Provided passage:
- - -
[iDC] THE ANTI WEB 2.0 MANIFESTO

Joshua Levy joshualev at gmail.com
Sun Apr 29 10:22:40 EDT 2007


I've been reading through a galley copy of Keen's book and I've been struck
by its similarity to Nicholas Lemann's piece in the New Yorker last summer,
in which Lemann worried about the effect of citizen journalism on
professional journalism.  Sure, citizen journalism might provide hyper-local
commentary and help round out coverage, he wrote, but it can never replace
the kind of well-funded investigative journalism that sustains our
democracy, etc.

The problem is, I've never heard any citizen journalist or advocate for
citizen journalism suggest that traditional media should be replaced; Lemann
set up a straw man that he could conveniently use to scare the pros out
there about the blog menace that, with their amateur-hour ramblings and
content-aggregating CMSs, were going to destroy traditional media and
therefore the very foundations of our democracy... it all sounded like the
protestations of someone nervous that his grip on the status quo was
loosening, and he was feeling defensive.   What he failed to mention was
that big media companies were too arrogant to notice that the public was
coming to expect a more transparent approach to reporting, and was coming to
think of itself as a producer rather than a receiver of content, and now
that it was almost too late they were blaming it all on those damn
amateurs.
- - -
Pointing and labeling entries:
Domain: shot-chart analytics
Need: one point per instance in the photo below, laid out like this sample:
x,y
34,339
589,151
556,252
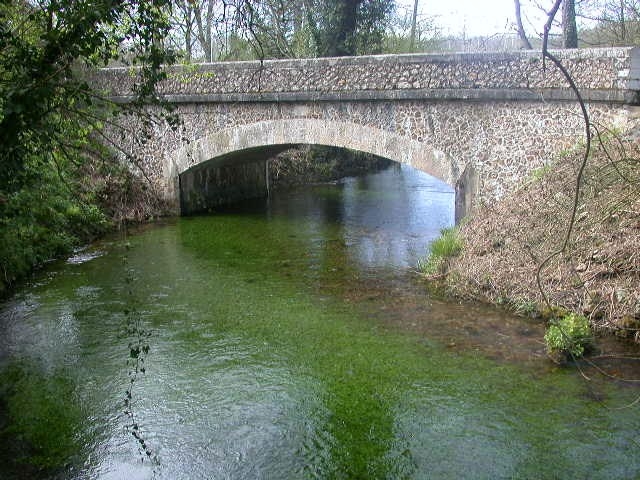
- - -
Tasks to carry out:
1. Reproduce the part of the post about Keen's book that begins at the words that have "[iDC] THE ANTI" and stops after "democracy, etc.", putting "amateur reporting" in place of "citizen journalism".
2. Summarize the post about Keen's book in two sentences.
3. Pick up the post about Keen's book and Lemann's piece after its last sentence and continue it.

Answers to the tasks:
1.
[iDC] THE ANTI WEB 2.0 MANIFESTO

Joshua Levy joshualev at gmail.com
Sun Apr 29 10:22:40 EDT 2007


I've been reading through a galley copy of Keen's book and I've been struck
by its similarity to Nicholas Lemann's piece in the New Yorker last summer,
in which Lemann worried about the effect of amateur reporting on
professional journalism.  Sure, amateur reporting might provide hyper-local
commentary and help round out coverage, he wrote, but it can never replace
the kind of well-funded investigative journalism that sustains our
democracy, etc.

2. The writer finds Keen's book similar to Nicholas Lemann's New Yorker piece, which worried that citizen journalism could never replace the well-funded investigative journalism that sustains democracy. The writer argues that no advocate of citizen journalism has suggested replacing traditional media, that Lemann set up a straw man and sounded defensive, and that big media companies were too arrogant to notice the public's growing expectation of transparency and role as a producer of content, then blamed amateurs.

3.
While I do think that the "web 2.0" is about opening up the process of
making, receiving, sending, remixing, gatekeeping, mashing, etc. to more
people (democratizing the process), like citizen journalism, this isn't
about replacing an old paradigm of trusted sources with a new one of amateur
relativity, it's about (hopefully) correcting a model that represents the
interests of a very elite, wealthy few -- though those elite tend to own the
most popular participatory sites, as Trebor has pointed out, which certainly
complicates things.

In any case, the big media companies won't become extinct because of this;
instead they will have to learn how to coexist in a new environment that
invites a broader conception of culture and art than their market-tested
approach allows.

And while this means that alongside some culturally important stuff we see a
lot of inanity on YouTube, or narcissistic chatter on MySpace, it's not like
inanity and narcissism are hard to find on any television channel...

-Josh

On 4/26/07, sergio basbaum <sbasbaum at gmail.com> wrote:
>
> Thanks for this Craig. I absolutely agree. All that maniphesto is so
> presumtuous and thinks itself as too important, but is truly naive.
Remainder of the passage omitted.